Data items
========================================================================

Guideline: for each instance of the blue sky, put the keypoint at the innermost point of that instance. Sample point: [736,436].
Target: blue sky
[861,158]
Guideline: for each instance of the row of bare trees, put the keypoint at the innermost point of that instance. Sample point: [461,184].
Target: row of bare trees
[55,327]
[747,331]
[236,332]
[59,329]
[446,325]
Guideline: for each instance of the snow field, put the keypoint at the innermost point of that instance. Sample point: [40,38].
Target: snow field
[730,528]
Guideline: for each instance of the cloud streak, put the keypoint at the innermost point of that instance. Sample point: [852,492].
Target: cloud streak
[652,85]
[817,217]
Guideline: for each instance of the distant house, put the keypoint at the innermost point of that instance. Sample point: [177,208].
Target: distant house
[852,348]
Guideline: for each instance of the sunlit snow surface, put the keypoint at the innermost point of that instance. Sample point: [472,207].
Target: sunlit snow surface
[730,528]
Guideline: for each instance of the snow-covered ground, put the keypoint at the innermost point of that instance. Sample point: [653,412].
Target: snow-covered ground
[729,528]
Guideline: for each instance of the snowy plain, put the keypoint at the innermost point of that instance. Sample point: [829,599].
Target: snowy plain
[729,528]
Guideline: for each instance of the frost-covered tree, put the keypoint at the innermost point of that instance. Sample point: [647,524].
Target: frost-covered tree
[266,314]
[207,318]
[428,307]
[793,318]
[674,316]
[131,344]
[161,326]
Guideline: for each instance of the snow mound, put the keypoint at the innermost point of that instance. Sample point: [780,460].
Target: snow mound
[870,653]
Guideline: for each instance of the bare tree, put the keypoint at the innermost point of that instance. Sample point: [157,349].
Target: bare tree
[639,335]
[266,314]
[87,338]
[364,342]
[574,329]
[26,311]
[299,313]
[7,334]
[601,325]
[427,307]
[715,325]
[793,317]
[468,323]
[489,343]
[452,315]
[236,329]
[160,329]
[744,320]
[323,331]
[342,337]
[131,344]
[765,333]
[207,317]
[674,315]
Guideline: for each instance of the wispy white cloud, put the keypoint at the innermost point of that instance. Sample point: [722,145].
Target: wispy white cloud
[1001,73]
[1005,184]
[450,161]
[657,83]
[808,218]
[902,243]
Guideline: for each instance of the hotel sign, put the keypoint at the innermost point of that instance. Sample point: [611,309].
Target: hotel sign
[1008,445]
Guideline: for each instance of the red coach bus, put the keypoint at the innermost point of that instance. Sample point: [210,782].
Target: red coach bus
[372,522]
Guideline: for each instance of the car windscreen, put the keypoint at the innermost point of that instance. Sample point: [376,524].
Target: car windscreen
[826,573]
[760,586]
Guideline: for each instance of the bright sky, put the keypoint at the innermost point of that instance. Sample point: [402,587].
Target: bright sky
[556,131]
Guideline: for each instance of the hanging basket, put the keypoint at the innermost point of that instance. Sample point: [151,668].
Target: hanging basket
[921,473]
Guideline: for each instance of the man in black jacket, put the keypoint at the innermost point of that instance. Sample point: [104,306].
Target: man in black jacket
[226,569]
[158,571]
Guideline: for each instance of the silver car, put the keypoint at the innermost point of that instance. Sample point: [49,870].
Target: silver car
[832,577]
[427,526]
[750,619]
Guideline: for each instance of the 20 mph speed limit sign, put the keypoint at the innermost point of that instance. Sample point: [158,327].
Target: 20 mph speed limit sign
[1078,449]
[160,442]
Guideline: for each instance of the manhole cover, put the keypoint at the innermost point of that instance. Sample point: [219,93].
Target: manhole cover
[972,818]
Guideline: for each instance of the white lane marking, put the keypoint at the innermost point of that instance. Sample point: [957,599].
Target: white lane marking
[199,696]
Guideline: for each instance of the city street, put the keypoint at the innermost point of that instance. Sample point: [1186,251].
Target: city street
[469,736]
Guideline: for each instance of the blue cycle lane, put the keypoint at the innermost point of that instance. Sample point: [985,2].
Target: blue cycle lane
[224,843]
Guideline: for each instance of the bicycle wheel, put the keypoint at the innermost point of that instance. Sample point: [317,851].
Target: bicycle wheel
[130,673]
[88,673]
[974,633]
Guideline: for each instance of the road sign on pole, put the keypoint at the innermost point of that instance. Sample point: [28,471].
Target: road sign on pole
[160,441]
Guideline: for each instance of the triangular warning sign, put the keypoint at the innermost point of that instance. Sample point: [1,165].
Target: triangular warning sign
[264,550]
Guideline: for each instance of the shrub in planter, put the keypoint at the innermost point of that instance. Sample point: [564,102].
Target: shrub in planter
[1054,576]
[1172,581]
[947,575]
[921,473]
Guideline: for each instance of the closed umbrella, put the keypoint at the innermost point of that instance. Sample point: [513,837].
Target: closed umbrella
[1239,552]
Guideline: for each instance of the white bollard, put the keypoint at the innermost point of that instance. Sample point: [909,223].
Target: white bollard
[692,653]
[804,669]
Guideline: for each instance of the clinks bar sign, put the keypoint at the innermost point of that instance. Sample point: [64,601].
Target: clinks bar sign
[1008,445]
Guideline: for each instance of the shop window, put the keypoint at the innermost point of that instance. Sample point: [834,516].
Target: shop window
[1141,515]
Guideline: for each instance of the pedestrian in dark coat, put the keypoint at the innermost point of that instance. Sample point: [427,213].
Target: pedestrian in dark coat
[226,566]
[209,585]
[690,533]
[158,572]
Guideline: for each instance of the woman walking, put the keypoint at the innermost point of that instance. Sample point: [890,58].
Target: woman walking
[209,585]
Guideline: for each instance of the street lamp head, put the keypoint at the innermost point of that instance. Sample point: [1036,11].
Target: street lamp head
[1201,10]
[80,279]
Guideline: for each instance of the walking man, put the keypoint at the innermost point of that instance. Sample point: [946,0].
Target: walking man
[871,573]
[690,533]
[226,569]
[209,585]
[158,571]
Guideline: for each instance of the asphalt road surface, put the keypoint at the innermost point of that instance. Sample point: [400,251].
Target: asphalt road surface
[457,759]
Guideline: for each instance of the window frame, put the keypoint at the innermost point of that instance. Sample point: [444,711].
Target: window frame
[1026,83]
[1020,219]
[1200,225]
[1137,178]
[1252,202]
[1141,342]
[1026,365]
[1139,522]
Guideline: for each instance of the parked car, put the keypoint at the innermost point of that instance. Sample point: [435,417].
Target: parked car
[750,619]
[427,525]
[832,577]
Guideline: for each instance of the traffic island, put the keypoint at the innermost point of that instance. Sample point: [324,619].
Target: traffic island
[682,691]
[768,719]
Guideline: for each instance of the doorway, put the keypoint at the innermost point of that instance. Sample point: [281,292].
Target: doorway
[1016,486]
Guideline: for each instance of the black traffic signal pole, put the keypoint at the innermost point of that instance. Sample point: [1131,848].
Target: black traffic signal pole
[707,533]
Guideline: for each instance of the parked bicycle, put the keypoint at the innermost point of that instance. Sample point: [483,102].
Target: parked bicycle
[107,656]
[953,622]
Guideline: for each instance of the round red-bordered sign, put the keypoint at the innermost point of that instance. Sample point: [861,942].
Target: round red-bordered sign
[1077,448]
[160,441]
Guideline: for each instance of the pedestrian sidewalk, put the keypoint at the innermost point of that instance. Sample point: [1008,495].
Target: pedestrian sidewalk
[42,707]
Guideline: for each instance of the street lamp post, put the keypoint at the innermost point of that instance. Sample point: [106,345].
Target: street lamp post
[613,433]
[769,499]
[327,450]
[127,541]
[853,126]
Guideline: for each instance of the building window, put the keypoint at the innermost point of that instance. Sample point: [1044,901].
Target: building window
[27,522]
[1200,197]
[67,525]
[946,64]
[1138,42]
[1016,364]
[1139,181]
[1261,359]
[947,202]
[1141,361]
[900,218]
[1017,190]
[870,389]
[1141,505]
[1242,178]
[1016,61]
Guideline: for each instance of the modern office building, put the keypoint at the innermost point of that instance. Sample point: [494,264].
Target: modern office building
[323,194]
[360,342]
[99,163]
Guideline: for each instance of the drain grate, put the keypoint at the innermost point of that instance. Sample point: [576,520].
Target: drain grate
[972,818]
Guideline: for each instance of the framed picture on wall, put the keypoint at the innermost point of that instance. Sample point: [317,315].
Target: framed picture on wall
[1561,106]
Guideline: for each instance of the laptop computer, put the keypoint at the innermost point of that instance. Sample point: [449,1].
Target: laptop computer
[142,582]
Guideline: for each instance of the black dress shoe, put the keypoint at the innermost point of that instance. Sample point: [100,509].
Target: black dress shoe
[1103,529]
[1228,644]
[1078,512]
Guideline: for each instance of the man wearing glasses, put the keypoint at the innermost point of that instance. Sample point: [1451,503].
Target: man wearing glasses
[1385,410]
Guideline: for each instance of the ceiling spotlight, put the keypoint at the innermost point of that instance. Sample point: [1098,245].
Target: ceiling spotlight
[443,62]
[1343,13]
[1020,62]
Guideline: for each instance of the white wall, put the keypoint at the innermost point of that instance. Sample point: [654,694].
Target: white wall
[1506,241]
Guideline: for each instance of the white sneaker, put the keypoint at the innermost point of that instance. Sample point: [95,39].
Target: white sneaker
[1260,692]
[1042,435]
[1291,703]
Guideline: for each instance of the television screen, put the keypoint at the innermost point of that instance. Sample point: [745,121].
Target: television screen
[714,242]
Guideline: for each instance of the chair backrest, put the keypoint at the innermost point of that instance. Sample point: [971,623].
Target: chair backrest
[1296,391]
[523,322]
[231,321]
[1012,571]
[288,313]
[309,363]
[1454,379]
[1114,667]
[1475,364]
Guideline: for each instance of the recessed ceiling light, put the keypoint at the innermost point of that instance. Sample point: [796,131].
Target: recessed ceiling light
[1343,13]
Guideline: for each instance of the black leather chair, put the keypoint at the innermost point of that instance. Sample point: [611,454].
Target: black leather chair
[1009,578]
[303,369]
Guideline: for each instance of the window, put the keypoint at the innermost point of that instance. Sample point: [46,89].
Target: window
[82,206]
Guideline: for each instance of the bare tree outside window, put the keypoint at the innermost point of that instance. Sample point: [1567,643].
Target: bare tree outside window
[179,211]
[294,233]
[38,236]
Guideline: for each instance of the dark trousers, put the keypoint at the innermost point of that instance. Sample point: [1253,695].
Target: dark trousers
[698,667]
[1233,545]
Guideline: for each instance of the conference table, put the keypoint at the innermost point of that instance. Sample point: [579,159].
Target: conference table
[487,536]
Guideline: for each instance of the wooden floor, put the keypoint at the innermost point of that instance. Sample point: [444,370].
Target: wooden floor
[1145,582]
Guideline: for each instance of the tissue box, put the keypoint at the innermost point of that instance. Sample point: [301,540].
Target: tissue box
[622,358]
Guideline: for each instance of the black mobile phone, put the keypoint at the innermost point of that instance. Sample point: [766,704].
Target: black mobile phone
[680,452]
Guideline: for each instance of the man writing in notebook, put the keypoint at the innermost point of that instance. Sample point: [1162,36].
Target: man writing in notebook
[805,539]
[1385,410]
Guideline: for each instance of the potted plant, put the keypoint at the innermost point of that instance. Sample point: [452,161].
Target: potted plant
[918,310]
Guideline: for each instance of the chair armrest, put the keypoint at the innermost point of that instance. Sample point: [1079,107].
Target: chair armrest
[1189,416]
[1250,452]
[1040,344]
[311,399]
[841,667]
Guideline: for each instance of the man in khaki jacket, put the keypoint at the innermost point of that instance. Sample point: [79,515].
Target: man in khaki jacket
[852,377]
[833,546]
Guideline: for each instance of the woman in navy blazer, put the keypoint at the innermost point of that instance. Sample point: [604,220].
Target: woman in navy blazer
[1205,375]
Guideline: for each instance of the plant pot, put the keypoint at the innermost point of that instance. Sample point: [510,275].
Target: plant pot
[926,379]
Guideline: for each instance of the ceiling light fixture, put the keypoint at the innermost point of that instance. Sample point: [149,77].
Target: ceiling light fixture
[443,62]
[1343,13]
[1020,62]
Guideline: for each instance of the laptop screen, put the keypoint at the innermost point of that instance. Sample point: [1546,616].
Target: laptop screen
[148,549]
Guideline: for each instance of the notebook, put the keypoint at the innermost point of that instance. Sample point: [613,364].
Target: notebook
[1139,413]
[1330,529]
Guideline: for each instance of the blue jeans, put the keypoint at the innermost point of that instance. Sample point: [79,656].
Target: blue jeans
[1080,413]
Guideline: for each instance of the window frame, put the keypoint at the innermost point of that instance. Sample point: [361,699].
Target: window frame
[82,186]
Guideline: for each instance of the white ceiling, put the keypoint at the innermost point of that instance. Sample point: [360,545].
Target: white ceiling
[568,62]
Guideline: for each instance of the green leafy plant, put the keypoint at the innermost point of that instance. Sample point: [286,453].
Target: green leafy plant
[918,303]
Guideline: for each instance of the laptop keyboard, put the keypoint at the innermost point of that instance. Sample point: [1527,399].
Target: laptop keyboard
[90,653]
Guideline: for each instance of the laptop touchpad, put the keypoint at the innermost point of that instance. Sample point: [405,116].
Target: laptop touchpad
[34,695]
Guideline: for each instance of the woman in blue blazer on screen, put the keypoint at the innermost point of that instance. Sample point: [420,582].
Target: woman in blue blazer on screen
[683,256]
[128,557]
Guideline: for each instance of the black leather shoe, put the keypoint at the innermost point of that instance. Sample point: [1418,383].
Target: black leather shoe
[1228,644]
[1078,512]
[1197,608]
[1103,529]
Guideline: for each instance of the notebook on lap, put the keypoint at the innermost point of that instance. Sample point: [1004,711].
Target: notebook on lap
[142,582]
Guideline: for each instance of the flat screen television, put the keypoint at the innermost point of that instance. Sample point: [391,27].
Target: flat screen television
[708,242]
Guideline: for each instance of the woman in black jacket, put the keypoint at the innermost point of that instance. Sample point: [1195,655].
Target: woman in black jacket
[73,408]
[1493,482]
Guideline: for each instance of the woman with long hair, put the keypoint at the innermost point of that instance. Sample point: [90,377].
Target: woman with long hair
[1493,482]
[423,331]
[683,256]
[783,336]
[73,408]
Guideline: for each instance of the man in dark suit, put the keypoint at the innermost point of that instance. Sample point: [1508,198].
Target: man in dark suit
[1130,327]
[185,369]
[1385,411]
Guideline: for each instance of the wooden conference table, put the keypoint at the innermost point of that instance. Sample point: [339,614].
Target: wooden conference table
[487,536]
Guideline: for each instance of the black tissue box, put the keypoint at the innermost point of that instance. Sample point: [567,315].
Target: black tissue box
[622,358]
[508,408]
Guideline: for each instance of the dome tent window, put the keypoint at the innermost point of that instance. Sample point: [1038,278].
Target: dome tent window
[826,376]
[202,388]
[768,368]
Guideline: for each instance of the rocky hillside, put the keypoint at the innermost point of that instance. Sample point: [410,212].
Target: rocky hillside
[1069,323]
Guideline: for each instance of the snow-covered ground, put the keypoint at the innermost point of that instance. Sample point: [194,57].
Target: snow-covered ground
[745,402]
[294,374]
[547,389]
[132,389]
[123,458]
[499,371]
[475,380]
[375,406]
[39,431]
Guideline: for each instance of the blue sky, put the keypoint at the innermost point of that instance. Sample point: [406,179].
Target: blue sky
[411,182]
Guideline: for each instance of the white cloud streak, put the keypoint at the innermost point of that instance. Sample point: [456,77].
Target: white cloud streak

========================================================================

Task instructions:
Exact duplication is required for the lines above, from the line that contains "Guideline: for each instance of the chair backrest, put" to the line that contains "Guideline: for each instance of the bare tree outside", inclusive; omit all others.

Exercise answer:
Guideline: for each instance of the chair backrest, put the keypoint at the innermost point of that instance. Sample point: [971,623].
Target: chair backrest
[1296,391]
[523,322]
[231,321]
[1012,571]
[288,313]
[309,363]
[1454,379]
[1114,667]
[1475,364]
Guideline: for each instance of the recessed ceiling light, put the keypoint at the innermost point of that instance. Sample point: [796,131].
Target: recessed ceiling light
[1343,13]
Guideline: for each instance of the black leather chair, put the keypoint at the innermost point of that instance. Sample point: [611,454].
Target: black leather chair
[1009,578]
[303,369]
Guideline: for each instance of the window, put the keypoint at the innermost point of that instance. Sample point: [46,89].
Target: window
[82,206]
Guideline: for each instance of the bare tree outside window, put the keypoint at the innermost point of that instance. Sample point: [1567,643].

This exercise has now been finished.